◆ TUGAS ANDA ◆
a – Tulis kembali bagian teks tentang bansos, mulai dari kata "Namun resiko ini" dan berhenti setelah "menggunakan anggaran negara.". Ganti setiap "pandemi" dengan "wabah".
b – Teruskan teks tentang bansos, dimulai setelah kalimat terakhir yang tertera.

◆ TEKS BACAAN ◆
□ □ □

Namun resiko ini sebenarnya sudah relatif tertanggulangi oleh bansos reguler seperti PKH, BPNT, KIP hingga BLT Desa. BLT Desa yang sebenarnya adalah bansos ad-hoc di masa pandemi, seolah kini menjadi bansos reguler karena terus diadopsi meski pandemi telah lama berlalu.
Lebih jauh, di sepanjang 2023 pemerintah juga menggulirkan berbagai bansos ad-hoc tambahan, nyaris tiada henti, mulai dari bansos beras antara April – Desember 2023 yang kemudian diperpanjang hingga Juni 2024, kemudian BLT el-nino pada November-Desember 2023 dan kemudian diperpanjang hingga kuartal I 2024, dan kini BLT Mitigasi Resiko Pangan untuk Januari – Maret 2024. Deras nya bansos ad-hoc jelang pilpres jelas sangat bermotif politik pragmatis jangka pendek, dan dengan menggunakan anggaran negara.
Politisasi Bansos
Kita sangat prihatin dengan politisasi bansos yang dipertontonkan dengan sangat vulgar oleh penguasa. Prinsip dasarnya bansos adalah kewajiban negara kepada warga negara yang tidak memiliki kemampuan mencukupi kebutuhan dasar mereka karena kefakiran, kemiskinan dan keterlantaran. Maka bansos adalah hak masyarakat miskin, terutama kelompok marjinal seperti warga lansia dan penyandang disabilitas, dan sudah menjadi tugas negara untuk melindungi setiap warga negara.

□ □ □

◆ Deskripsi wilayah dalam bahasa alami ◆
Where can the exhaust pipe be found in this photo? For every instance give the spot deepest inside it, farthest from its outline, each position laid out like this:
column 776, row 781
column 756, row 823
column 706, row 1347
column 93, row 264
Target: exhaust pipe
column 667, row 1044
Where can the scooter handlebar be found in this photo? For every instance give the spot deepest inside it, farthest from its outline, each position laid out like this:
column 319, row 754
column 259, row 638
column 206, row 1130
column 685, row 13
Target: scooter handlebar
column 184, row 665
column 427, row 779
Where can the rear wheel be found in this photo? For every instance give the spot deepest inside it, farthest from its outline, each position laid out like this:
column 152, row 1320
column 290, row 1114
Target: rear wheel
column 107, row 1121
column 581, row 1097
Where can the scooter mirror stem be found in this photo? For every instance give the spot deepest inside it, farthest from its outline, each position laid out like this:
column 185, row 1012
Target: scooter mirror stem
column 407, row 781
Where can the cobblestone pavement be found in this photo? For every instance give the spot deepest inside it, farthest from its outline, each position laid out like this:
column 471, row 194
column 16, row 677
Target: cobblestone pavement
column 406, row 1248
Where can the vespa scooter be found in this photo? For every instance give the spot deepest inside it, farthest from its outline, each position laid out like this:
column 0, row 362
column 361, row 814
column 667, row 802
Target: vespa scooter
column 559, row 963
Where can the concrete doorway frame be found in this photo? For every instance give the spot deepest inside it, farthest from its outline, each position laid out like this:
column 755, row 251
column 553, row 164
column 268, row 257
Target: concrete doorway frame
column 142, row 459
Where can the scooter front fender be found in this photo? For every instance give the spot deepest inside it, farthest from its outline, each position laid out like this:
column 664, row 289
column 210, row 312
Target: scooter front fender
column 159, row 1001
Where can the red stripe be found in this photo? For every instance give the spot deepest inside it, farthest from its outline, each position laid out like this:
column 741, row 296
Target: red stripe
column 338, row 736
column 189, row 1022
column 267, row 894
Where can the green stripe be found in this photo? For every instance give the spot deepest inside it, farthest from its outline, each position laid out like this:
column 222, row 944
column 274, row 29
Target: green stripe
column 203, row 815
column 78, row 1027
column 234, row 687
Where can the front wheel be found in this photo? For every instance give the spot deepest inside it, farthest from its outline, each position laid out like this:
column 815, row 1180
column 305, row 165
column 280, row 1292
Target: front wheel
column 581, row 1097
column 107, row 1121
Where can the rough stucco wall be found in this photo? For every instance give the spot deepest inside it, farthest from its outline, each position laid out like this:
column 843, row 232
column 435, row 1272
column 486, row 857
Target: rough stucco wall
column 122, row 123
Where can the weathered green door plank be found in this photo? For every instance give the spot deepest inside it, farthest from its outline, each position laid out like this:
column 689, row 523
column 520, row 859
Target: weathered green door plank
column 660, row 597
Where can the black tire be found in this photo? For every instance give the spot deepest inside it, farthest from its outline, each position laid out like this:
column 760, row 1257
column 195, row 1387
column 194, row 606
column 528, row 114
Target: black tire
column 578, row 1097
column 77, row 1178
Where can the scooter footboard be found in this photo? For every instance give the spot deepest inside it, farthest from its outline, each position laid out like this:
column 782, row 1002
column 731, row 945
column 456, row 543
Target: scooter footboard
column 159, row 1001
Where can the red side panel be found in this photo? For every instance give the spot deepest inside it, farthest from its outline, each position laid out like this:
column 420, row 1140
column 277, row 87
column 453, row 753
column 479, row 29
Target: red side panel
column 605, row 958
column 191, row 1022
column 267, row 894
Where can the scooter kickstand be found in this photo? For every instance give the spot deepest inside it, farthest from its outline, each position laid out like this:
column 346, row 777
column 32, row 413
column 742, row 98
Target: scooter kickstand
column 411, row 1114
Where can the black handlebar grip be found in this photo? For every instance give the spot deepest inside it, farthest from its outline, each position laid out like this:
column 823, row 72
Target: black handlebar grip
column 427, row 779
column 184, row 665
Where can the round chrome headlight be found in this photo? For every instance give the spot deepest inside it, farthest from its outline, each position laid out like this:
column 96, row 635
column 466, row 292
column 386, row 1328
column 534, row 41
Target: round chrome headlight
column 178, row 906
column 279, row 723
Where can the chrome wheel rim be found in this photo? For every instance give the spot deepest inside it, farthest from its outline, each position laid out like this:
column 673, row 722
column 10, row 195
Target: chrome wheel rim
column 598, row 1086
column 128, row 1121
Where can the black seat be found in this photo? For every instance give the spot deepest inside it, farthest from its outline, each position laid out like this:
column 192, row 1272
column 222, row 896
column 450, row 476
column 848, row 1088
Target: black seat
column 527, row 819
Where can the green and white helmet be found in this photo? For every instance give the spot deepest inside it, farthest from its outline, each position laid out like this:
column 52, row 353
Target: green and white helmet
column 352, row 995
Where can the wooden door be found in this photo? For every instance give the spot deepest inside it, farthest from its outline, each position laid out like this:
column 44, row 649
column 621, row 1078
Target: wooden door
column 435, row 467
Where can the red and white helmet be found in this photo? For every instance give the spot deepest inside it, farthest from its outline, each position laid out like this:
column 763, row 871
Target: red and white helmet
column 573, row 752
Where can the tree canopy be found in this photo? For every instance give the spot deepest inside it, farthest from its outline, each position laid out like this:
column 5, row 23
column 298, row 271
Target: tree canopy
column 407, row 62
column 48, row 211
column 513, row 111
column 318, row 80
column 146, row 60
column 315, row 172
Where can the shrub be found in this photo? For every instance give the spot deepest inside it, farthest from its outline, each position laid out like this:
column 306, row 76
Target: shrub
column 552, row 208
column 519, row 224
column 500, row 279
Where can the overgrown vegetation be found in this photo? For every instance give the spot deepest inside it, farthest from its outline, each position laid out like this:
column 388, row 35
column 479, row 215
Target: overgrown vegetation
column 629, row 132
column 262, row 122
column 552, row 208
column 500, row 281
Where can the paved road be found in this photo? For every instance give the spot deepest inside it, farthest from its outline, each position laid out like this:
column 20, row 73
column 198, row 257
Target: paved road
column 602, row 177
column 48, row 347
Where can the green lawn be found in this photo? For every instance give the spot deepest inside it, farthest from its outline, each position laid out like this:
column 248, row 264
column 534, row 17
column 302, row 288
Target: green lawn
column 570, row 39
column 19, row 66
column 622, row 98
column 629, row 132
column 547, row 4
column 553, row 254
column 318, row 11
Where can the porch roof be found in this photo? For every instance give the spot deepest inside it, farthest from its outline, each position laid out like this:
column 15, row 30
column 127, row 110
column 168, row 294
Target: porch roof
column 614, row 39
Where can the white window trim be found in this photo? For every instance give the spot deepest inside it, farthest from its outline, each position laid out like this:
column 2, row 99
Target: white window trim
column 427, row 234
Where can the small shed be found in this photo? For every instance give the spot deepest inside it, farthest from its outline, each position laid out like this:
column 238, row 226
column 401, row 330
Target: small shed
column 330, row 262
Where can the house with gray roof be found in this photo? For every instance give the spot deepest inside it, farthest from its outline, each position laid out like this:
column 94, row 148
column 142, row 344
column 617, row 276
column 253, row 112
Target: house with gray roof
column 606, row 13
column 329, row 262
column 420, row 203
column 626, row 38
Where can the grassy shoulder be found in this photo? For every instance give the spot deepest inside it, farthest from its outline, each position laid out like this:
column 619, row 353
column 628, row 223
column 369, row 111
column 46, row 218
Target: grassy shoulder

□ □ □

◆ JAWABAN TERSEDIA ◆
a –
Namun resiko ini sebenarnya sudah relatif tertanggulangi oleh bansos reguler seperti PKH, BPNT, KIP hingga BLT Desa. BLT Desa yang sebenarnya adalah bansos ad-hoc di masa wabah, seolah kini menjadi bansos reguler karena terus diadopsi meski wabah telah lama berlalu.
Lebih jauh, di sepanjang 2023 pemerintah juga menggulirkan berbagai bansos ad-hoc tambahan, nyaris tiada henti, mulai dari bansos beras antara April – Desember 2023 yang kemudian diperpanjang hingga Juni 2024, kemudian BLT el-nino pada November-Desember 2023 dan kemudian diperpanjang hingga kuartal I 2024, dan kini BLT Mitigasi Resiko Pangan untuk Januari – Maret 2024. Deras nya bansos ad-hoc jelang pilpres jelas sangat bermotif politik pragmatis jangka pendek, dan dengan menggunakan anggaran negara.

b –
Namun kini bansos di politisasi secara vulgar untuk kepentingan elektoral jangka pendek jelang pemilu. Politisasi bansos terlihat menguat signfikan di era Presiden Jokowi dimana Presiden sangat aktif terlibat dalam penetapan kebijakan bansos, bahkan secara berlebihan terlibat dalam teknis seremonial pendistribusian bansos.
Motivasi elektoral untuk politisasi bansos juga telah mendistorsi substansi dan arah besar kebijakan penanggulangan kemiskinan yang seharusnya berfokus pada pemberdayaan ekonomi rakyat (UMKM) dan penciptaan lapangan pekerjaan yang berkualitas secara luas, bukan terus memperbesar dan memperluas bansos.
Pembengkakan Anggaran Bansos
Bansos seharusnya semakin kecil cakupannya seiring perbaikan kesejahteraan masyarakat, bukan justru semakin meluas ditengah perekonomian yang diklaim semakin baik. Eksistensi bansos adalah karena adanya kondisi “darurat” kemiskinan seperti mempertahankan tingkat konsumsi minimal dan mencegah masyarakat jatuh pada kemiskinan yang lebih dalam, atau menguatkan daya beli kelas bawah. Karena itu prinsip dasarnya bansos bersifat temporer dan akan dihentikan dan direalokasi ke penerima baru yang lain ketika penerima lama sudah tidak lagi membutuhkan, yaitu ketika kesejahteraan nya telah meningkat.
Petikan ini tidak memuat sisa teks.